*Problem details*
Write out the full listing again. Make no alterations.

━━━━━━━━━━━━━━━━━━━━━━━━━━━━━━

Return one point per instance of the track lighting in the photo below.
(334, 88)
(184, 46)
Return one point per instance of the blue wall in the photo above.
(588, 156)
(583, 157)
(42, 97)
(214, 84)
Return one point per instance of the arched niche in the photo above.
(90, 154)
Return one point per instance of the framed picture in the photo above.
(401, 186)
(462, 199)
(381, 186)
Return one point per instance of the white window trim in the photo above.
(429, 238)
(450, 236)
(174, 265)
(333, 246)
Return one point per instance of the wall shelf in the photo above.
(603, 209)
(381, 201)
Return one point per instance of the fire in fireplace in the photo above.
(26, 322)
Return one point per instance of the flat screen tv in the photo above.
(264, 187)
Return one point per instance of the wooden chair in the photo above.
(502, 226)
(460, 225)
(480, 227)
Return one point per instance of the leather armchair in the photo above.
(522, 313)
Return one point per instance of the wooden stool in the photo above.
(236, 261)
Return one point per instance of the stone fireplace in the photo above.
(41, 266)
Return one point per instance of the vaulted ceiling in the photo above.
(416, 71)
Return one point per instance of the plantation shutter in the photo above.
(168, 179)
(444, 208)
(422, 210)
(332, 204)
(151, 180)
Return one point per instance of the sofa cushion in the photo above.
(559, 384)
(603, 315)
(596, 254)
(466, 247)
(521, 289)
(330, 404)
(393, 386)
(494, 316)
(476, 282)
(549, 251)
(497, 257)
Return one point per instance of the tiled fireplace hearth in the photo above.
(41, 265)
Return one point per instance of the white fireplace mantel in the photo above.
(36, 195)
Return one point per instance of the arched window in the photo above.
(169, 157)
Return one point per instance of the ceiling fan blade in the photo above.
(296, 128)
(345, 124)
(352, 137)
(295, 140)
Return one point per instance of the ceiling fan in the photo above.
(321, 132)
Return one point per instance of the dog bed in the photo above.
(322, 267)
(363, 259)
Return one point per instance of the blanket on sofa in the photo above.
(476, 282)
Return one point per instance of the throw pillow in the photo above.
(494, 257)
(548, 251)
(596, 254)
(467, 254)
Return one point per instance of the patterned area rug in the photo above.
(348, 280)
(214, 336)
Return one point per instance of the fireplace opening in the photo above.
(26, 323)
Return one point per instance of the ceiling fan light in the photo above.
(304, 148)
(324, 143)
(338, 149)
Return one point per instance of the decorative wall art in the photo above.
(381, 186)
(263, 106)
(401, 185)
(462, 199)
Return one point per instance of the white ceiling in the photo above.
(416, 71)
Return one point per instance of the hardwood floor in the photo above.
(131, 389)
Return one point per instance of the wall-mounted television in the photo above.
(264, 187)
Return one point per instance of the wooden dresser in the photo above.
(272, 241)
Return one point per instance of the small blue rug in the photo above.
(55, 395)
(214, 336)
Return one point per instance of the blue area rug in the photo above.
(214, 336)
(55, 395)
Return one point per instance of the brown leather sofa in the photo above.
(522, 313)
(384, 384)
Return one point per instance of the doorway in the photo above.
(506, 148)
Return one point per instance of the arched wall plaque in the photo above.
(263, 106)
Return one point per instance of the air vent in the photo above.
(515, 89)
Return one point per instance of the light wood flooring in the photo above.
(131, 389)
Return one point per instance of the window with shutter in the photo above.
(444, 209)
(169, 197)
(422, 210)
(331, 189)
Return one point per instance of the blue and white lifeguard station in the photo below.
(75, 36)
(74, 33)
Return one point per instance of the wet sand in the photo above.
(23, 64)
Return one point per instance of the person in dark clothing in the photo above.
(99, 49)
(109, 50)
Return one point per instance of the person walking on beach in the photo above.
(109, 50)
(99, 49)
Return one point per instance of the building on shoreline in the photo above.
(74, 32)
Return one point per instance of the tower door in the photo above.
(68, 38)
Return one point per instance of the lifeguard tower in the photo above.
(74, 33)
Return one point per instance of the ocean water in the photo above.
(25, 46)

━━━━━━━━━━━━━━━━━━━━━━━━━━━━━━

*Solution to the problem*
Return one point per instance of the track lighting in the photo below.
(334, 88)
(184, 46)
Return one point per instance of the blue wall in the photo above.
(588, 156)
(583, 157)
(42, 97)
(214, 84)
Return one point per instance of the arched niche in the photo above.
(90, 154)
Return one point per instance of the framed picture in the photo above.
(401, 186)
(462, 199)
(381, 186)
Return one point per instance of the white window trim in the photo above.
(429, 238)
(450, 236)
(174, 265)
(333, 246)
Return one point per instance of the wall shelf in the photo above.
(603, 209)
(381, 201)
Return one point per instance of the fire in fireplace in the photo above.
(26, 322)
Return one point per instance of the flat screen tv in the photo above.
(264, 187)
Return one point per instance of the wooden chair in the photo above.
(502, 226)
(460, 225)
(480, 227)
Return one point per instance of the leather armchair in the photo above.
(522, 313)
Return one point per instance of the wooden stool in the photo above.
(236, 261)
Return one point per instance of the stone fireplace in the photo above.
(41, 266)
Return one point per instance of the vaulted ceiling in the photo above.
(416, 71)
Return one point per instance of the plantation shutter in the photo above.
(168, 179)
(444, 208)
(422, 210)
(332, 204)
(151, 180)
Return one point per instance of the sofa cushion in the photo above.
(559, 384)
(603, 315)
(596, 254)
(466, 247)
(521, 289)
(330, 404)
(393, 386)
(494, 316)
(476, 282)
(549, 251)
(497, 257)
Return one point per instance of the tiled fireplace hearth in the photo above.
(41, 265)
Return one point per instance of the white fireplace mantel in the photo above.
(36, 195)
Return one point per instance of the arched window in the photo above.
(169, 157)
Return one point per instance of the ceiling fan blade in the photo above.
(296, 128)
(345, 124)
(352, 137)
(295, 140)
Return one point per instance of the ceiling fan in the photo above.
(321, 132)
Return one point per instance of the dog bed in the photo above.
(322, 267)
(363, 259)
Return one point per instance of the blanket on sofa in the photo above.
(476, 282)
Return one point per instance of the throw pillow in the photo above.
(494, 257)
(548, 251)
(596, 254)
(467, 254)
Return one point per instance of the patterned area rug in the photo above.
(348, 280)
(214, 336)
Return one point per instance of the fireplace opening in the photo above.
(26, 323)
Return one point per instance of the ceiling fan light in the photo above.
(304, 148)
(324, 143)
(338, 149)
Return one point per instance of the decorative wall art in the photo above.
(381, 186)
(263, 106)
(401, 185)
(462, 199)
Return one point per instance of the white ceiling in the photo above.
(416, 71)
Return one point per instance of the hardwood floor in the photo above.
(131, 389)
Return one point per instance of the wall-mounted television in the photo above.
(264, 187)
Return one point per instance of the wooden dresser in the photo above.
(272, 241)
Return one point per instance of the small blue rug in the photo above.
(55, 395)
(214, 336)
Return one point per instance of the blue area rug in the photo above.
(214, 336)
(55, 395)
Return one point per instance of the brown leather sofa in the photo above.
(522, 313)
(384, 384)
Return one point per instance of the doorway in the photo above.
(506, 148)
Return one point per instance of the arched wall plaque in the photo above.
(263, 106)
Return one point per instance of the air vent in the photo above.
(515, 89)
Return one point per instance of the light wood flooring in the photo above.
(131, 389)
Return one point per instance of the window with shutter in the photo above.
(444, 209)
(169, 197)
(422, 210)
(331, 189)
Return one point per instance of the blue and white lifeguard station in the photo below.
(75, 36)
(74, 33)
Return one point per instance of the wet sand in the photo above.
(23, 64)
Return one point per instance of the person in dark clothing in the photo above.
(99, 49)
(109, 50)
Return one point per instance of the person walking on beach in the photo above.
(109, 50)
(99, 49)
Return one point per instance of the building on shoreline in the photo above.
(74, 32)
Return one point per instance of the tower door in the photo above.
(68, 38)
Return one point per instance of the lifeguard tower in the photo above.
(74, 33)
Return one point per instance of the ocean water in the photo above.
(25, 46)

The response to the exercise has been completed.